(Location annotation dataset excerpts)
_ _ _
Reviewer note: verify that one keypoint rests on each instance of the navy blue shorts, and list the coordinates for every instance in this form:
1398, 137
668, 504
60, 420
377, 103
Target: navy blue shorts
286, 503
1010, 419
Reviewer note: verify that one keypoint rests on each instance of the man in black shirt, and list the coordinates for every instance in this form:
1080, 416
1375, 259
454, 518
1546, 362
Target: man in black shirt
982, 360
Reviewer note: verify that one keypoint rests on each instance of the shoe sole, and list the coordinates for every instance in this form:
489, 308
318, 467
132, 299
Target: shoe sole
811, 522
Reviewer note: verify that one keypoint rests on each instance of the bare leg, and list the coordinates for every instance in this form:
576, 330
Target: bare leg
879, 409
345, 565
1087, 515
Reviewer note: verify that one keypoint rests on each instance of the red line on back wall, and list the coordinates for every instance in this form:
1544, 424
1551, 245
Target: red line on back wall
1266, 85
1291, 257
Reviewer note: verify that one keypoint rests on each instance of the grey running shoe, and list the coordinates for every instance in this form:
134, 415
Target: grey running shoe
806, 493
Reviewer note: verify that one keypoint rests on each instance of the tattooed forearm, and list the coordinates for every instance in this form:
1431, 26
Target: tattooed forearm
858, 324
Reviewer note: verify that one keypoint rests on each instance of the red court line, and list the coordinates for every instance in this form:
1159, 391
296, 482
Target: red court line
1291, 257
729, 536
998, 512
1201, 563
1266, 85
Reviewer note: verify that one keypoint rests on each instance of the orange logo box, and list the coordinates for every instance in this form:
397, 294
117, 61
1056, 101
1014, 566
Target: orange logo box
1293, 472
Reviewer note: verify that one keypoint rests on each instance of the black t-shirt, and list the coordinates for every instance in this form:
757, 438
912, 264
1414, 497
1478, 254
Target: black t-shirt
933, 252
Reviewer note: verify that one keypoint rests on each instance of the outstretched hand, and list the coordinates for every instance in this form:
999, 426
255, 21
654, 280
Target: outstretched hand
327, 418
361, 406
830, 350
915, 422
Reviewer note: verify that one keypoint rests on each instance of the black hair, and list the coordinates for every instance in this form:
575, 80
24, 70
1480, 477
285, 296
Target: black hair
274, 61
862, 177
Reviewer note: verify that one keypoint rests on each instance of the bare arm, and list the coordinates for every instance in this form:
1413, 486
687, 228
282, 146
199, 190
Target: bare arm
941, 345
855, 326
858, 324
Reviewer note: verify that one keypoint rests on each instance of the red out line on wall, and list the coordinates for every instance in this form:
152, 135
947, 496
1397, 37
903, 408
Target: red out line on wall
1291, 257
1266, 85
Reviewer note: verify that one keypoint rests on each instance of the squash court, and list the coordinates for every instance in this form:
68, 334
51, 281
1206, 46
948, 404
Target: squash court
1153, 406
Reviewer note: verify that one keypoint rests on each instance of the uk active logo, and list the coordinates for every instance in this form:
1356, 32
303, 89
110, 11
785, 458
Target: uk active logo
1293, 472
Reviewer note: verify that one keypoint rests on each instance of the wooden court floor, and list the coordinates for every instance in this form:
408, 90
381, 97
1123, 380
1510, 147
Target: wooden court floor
_ _ _
**BRIEF**
Pull out each record as written and restate it exactly.

**COMPLETE OUTPUT**
Reviewer note: verify that one keypoint rests on each instance of the navy blue shorts, and list the coordinates for every instance in this form:
1398, 137
668, 504
60, 420
377, 103
Target: navy blue shorts
286, 503
1010, 419
Reviewer note: verify that one keypoint rests on each instance of the man in black shirt, and list the coordinates for every instance in this form:
1080, 416
1375, 259
454, 518
1546, 362
Target: man in black shirt
982, 360
Reviewer note: verify that one keypoint rests on each instance of the shoe sole, and list the coordinates for every instance in this form:
489, 308
318, 467
132, 299
Target: shoe sole
811, 522
Reviewer note: verify that one keypoint rests on each instance of the bare leg, and list the coordinates for every instance in this form:
576, 330
Target: bare leg
879, 409
345, 565
1087, 515
Reviewer note: verify that one keypoint rests on each instance of the red line on back wall, and list the coordinates for every instance in this form:
1544, 424
1551, 245
Target: red line on back wall
1266, 85
1291, 257
Reviewer note: verify that one keypoint rests on each instance of the grey running shoe, and list the coordinates for every instance in this form:
134, 415
Target: grey running shoe
806, 493
Reviewer note: verify that one keypoint rests on each instance of the tattooed forearm, and list the coordinates for every instance in this form:
1431, 26
Target: tattooed forearm
858, 324
Reviewer note: verify that one keypoint rests on each instance of the red court line, and list the coordinates for every instance in this form:
1159, 391
296, 482
Target: red court line
1291, 257
729, 536
998, 512
1201, 563
1266, 85
Reviewer note: verify that one keypoint rests on each instance of the orange logo box, and list the coordinates for every instance in this form:
397, 294
117, 61
1056, 101
1014, 566
Target: orange logo box
1293, 472
Reviewer note: verify that one keypoint rests on each instance of the black t-shirt, and list the coordinates for every instance in this form:
757, 438
912, 264
1414, 497
1478, 254
Target: black t-shirt
933, 252
Reviewer note: verify that one keypoint rests on each instance of the outstretched hand, and list the coordinates for every instance in this form:
999, 426
255, 21
654, 280
Target: outstretched hand
327, 418
361, 406
830, 350
915, 422
Reviewer note: verify that one keypoint rests on each instance of the black hair, and list the coordinates for every instance in this form:
575, 80
24, 70
1480, 477
285, 296
Target: black hair
274, 61
862, 177
Reviewer note: verify that one keypoint rests on each instance of the bare arm, and list the coordinates for every instance in this form:
1413, 486
687, 228
282, 146
199, 190
Target: bare arm
941, 345
855, 326
858, 324
Reviewer note: verify that one keypoint rests on each instance of the red out line on wall, and list the coordinates for every instance in this form:
152, 135
947, 496
1397, 37
903, 408
Target: red out line on wall
1291, 257
1266, 85
Reviewer note: verify that one keypoint rests on each instance of the squash court, and list the coordinates for every instance in this form:
68, 334
51, 281
1206, 46
948, 404
Target: squash court
1153, 406
Reviewer note: verify that one keypoint rests on each instance of the uk active logo, and list the coordinates for every instance in this form:
1356, 32
303, 89
110, 11
785, 458
Target: uk active logo
1293, 472
Reviewer note: verify that one keypoint rests on each instance of the wooden court floor, and list the coordinates for every instance in this form:
408, 90
381, 97
1123, 380
1510, 147
Target: wooden court floor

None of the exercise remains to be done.